#### [ZIEL DER AUFGABE]
Worauf führt Abendstern im Forumsauszug die Aussage „alles beginnt mit meiner Geburt“ zurück? Antworte in ein bis drei Sätzen.

#### [VORLIEGENDER TEXTAUSZUG]

Wenn ich in die Vergangenheit reisen könnte...

Beitrag von Forlorn »

...würde ich verhindern, dass sich meine Eltern kennen lernen.
Abendstern
Beiträge: 621
Registriert: Montag 28. September 2015, 08:03

Re: Wenn ich in die Vergangenheit reisen könnte...

Beitrag von Abendstern »

Bei dem Gedanken war ich in den letzten Tagen auch schon einmal ... Wie man es dreht und wendet, alles beginnt mit meiner Geburt. Bei Eltern, die einmal einen schönen Traum davon hatten, wie doch ein Kind ihr Leben bereichern würde ... sich aber nie überlegt haben, daß ein Kind auch Eltern braucht ...
TraurigER
Beiträge: 147
Registriert: Samstag 27. März 2010, 12:12

Re: Wenn ich in die Vergangenheit reisen könnte...

Beitrag von TraurigER »

Und wieder ein Thread, der unsere Unfähigkeit zu gehen ausdrückt, gepaart mit der (zumindest bei mir) täglich wiederkehrenden Frage was wäre gewesen wenn....

#### [BEREITGESTELLTES MATERIAL]
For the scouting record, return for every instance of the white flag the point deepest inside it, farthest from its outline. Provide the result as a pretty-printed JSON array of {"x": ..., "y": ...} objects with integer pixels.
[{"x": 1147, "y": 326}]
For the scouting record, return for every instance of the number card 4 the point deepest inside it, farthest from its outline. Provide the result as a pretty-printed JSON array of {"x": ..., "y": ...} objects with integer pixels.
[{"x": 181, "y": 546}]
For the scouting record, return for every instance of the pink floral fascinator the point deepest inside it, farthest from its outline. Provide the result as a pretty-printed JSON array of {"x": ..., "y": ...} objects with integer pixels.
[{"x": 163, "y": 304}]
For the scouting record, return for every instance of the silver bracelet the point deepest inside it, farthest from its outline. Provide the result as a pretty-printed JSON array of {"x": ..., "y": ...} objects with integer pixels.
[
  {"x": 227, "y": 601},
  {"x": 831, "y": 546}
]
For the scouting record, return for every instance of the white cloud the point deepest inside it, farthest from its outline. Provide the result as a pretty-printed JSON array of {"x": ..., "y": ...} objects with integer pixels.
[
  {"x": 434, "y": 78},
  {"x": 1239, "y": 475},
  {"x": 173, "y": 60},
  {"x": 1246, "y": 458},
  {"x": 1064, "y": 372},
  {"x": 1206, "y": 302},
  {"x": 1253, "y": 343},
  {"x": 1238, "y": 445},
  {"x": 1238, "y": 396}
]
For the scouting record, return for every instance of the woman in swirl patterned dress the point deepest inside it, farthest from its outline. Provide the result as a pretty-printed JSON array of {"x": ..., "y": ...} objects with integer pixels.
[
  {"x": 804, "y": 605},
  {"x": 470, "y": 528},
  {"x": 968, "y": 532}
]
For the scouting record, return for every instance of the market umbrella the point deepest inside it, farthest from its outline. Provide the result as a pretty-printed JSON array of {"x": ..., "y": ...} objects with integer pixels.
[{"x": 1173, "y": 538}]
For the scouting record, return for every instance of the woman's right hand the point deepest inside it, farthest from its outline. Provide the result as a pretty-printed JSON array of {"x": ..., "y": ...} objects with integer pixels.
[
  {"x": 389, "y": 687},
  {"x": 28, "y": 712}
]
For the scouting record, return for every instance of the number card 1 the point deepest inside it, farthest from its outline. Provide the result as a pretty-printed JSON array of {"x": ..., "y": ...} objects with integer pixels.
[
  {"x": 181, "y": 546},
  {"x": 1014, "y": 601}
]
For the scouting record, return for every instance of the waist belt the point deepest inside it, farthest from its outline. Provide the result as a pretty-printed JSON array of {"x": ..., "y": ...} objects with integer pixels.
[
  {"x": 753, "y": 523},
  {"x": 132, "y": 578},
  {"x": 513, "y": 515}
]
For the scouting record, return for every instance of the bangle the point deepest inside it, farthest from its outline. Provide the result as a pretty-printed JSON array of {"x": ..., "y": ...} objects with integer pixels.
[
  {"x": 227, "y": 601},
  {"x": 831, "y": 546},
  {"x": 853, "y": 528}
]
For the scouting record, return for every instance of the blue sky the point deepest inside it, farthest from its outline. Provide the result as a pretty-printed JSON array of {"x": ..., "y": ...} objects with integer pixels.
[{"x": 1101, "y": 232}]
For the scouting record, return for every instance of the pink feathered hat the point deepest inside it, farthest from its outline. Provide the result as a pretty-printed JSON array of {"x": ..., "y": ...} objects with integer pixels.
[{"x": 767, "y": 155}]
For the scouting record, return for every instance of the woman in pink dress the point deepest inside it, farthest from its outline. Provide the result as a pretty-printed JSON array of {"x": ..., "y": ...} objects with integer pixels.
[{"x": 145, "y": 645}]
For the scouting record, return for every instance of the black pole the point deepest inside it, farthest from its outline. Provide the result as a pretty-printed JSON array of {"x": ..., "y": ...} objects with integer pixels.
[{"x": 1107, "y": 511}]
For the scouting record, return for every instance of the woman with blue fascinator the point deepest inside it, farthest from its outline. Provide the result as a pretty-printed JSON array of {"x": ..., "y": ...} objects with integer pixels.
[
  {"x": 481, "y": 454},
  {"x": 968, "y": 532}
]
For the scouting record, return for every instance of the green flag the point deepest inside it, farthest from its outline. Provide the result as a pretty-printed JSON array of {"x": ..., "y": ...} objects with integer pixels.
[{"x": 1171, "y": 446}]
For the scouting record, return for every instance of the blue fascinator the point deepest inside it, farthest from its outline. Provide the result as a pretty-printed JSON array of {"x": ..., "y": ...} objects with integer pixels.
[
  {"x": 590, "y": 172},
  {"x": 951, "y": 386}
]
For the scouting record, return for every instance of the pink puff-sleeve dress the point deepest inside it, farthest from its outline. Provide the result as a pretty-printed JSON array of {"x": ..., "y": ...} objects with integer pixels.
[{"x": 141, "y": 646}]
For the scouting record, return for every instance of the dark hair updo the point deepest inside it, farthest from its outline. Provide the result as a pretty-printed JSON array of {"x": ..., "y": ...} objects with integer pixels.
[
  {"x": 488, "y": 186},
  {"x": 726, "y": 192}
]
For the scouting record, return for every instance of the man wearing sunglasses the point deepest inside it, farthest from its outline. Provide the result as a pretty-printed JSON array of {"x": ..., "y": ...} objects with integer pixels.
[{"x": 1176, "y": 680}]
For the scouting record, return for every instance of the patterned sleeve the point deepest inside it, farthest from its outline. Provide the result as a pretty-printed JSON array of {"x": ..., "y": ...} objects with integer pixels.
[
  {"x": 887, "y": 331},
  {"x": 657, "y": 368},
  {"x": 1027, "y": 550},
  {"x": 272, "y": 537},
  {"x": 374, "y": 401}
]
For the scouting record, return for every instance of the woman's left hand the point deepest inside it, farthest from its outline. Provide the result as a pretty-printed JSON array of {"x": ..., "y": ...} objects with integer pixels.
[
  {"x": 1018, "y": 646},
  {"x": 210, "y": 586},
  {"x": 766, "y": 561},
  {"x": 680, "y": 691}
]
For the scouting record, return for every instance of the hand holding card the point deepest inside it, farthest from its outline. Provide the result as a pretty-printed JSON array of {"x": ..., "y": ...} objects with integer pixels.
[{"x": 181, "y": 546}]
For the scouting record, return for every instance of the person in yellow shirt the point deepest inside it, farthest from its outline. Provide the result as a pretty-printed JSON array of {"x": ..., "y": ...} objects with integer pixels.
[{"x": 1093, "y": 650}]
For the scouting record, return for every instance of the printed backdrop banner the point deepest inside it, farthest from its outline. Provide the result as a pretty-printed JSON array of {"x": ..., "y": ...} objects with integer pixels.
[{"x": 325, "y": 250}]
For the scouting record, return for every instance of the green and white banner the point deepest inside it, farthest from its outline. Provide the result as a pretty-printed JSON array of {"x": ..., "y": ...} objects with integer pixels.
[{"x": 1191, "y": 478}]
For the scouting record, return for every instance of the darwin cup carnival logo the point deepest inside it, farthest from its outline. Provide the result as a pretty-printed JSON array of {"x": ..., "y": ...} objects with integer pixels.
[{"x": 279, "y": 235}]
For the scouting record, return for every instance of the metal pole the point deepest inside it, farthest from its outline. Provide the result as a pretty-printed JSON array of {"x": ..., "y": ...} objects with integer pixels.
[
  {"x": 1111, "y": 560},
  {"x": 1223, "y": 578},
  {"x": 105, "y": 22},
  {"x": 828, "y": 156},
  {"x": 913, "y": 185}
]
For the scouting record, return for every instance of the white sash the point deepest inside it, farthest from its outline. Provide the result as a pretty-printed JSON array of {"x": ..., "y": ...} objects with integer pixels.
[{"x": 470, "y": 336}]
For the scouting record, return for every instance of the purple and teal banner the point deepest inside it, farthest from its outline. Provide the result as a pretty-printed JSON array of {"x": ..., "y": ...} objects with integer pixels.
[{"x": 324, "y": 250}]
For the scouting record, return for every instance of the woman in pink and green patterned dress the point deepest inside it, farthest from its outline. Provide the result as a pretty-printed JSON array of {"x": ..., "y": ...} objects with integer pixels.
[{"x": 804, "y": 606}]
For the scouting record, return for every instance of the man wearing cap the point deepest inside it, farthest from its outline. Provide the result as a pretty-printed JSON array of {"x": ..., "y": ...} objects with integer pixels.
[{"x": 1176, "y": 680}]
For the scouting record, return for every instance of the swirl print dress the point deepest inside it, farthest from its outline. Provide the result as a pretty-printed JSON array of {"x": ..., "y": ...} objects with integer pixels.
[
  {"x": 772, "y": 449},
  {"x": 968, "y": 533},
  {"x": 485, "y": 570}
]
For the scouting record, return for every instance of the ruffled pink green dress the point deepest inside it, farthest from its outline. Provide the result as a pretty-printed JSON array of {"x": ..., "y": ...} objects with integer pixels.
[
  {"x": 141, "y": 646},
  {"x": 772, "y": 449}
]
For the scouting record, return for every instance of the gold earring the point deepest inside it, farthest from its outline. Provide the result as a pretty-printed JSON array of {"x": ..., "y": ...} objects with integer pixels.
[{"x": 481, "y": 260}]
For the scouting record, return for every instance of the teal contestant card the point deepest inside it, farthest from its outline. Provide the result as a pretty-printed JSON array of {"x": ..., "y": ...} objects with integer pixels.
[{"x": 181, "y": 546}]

#### [LÖSUNG]
Abendstern führt es auf die Eltern zurück, bei denen die Geburt stattfand. Sie hatten einmal den schönen Traum, ein Kind würde ihr Leben bereichern, haben sich aber nie überlegt, dass ein Kind auch Eltern braucht.